Indigenous spaces are sometimes conceptualised in opposition to colonised spaces. Parts of what were entirely Indigenous lands may be left, or allotted, to the original owners as ‘native spaces’, while the rest is progressively assimilated by colonisers.3 As Jacqueline Holler suggested in her discussion of sixteenth-century Mexico, ‘reimagining the indigenous spaces as colonial ones was … a process carried out throughout the Americas’.4 The transformations that such a process implies were not unique to America or to New Zealand and Rarotonga, but pertain to all lands of Indigenous peoples intruded upon by European colonisation. Rather than see ‘native spaces’ purely as ancestral domains held by, or reserved to, Indigenous peoples—encircled, constricted or being nibbled away at—this chapter examines other kinds of locations that Indigenous peoples might imagine for themselves away from their native land, even if these were temporary constructions.

Seeing land as ‘native’ or ‘colonised’ positions it with other ‘sanctified binaries’ identified by Anne McClintock (e.g. ‘colonizer–colonized, self–other, dominance–resistance, metropolis–colony, colonial–postcolonial’) that fail to explain all aspects of the colonial experience.5 The reality was often more complex and messy. Nor does a binary of ‘static’ native and ‘mobile’ European fully cover how newcomers and Indigenous peoples lived their lives.6 Ironically, it was the mobility that colonisation introduced—the imperial or missionary networks, the technology of shipping and the openings that European capitalism provided—that facilitated new and wider opportunities for Indigenous peoples in the Pacific to travel,7 whether to metropolitan, colonised or other Indigenous places, or even in-between.8 ‘Space’, after all, can refer both to physical masses and the gaps that exist or are created between them, as well as more abstract constructions.9

Indigenous travellers often came with a different set of assumptions and cultural understandings than those experienced by Europeans, leading to different kinds of relationships with the people they met, as other chapters in this volume show (see chapters by Standfield and Shellam).10 Both Cook Islanders and New Zealand Māori belong to Eastern Polynesian societies with close linguistic and cultural similarities. The first known modern encounter between these peoples demonstrates that Māori could integrate relatively easily into Rarotongan society. The earliest recorded ship visit to Rarotonga was the ill-fated Cumberland from Sydney in 1814, which hoped to secure sandalwood; its crew included two Ngā Puhi men picked up in Northland.11 Upon arriving at Rarotonga, the Māori men, known locally as Veretini and Tupe, married local women, lived in their communities and may have intended to remain.12 Unfortunately, both died; one was implicated in shooting a Rarotongan chief and suffered utu (revenge); the other was shot by his European crewmates for supposedly inciting the Rarotongans against them.13 Notwithstanding their fates, it is clear that these Māori men were able to blend into Rarotongan society. In this way, they were unlike the Europeans, who stole food, molested women, ignored local tapu (spiritual restrictions) and were killed. While several of the slain European crewmen were eaten, ‘both Veretini and Tupe were buried in accordance with the tradition and custom of the time by the respective families of their wives’.14 When Tūhaere arrived in 1863, he was also able to fit into Rarotongan society. Sustained contact with Europeans had engendered significant cultural change in both New Zealand and Rarotonga. Although Britain had annexed New Zealand while Rarotonga still retained its chiefly rule, Māori and Rarotongans had converted to Christianity and begun to engage in commercial activities. The respective societies had changed, but in analogous ways.

--

▸ **WHAT YOU WILL DO**
1. In the excerpt on Indigenous spaces, condense the paragraph beginning "Seeing land as ‘native’ or ‘colonised’" into a short bulleted list that keeps its main points.
2. Using the excerpt on Indigenous spaces, decide whether each statement agrees with it. Answer yes or no for each, and quote the words that settle it.
(a) The Cumberland came to Rarotonga from Sydney in 1814 hoping to obtain sandalwood.
(b) Both Ngā Puhi men who arrived on the Cumberland survived and remained in Rarotonga.
(c) Britain had annexed Rarotonga by the time Tūhaere arrived in 1863.

▸ **STORED DATA**
--

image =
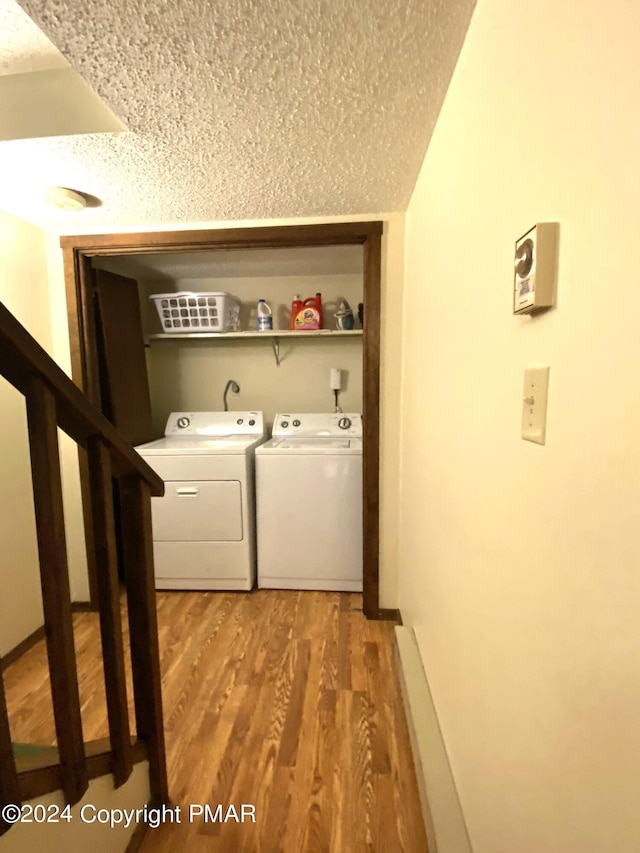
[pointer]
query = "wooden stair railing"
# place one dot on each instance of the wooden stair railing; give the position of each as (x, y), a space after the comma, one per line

--

▸ **OUTPUTS FOR THE TASKS**
1.
- Treating land as either "native" or "colonised" places it among the "sanctified binaries" identified by Anne McClintock, such as colonizer–colonized and metropolis–colony. These binaries do not explain every aspect of the colonial experience.
- The reality was often more complex and messy.
- A contrast between the "static" native and the "mobile" European also fails to fully capture how newcomers and Indigenous peoples lived.
- Ironically, colonization introduced new mobility through imperial and missionary networks, shipping technology and openings created by European capitalism. That mobility gave Indigenous peoples in the Pacific new and wider opportunities to travel to metropolitan, colonized or other Indigenous places, or in-between.
- "Space" can refer to physical masses, to the gaps between them and to more abstract constructions.

2.
(a) Yes: "the ill-fated Cumberland from Sydney in 1814, which hoped to secure sandalwood"
(b) No: "Unfortunately, both died"
(c) No: "Although Britain had annexed New Zealand while Rarotonga still retained its chiefly rule"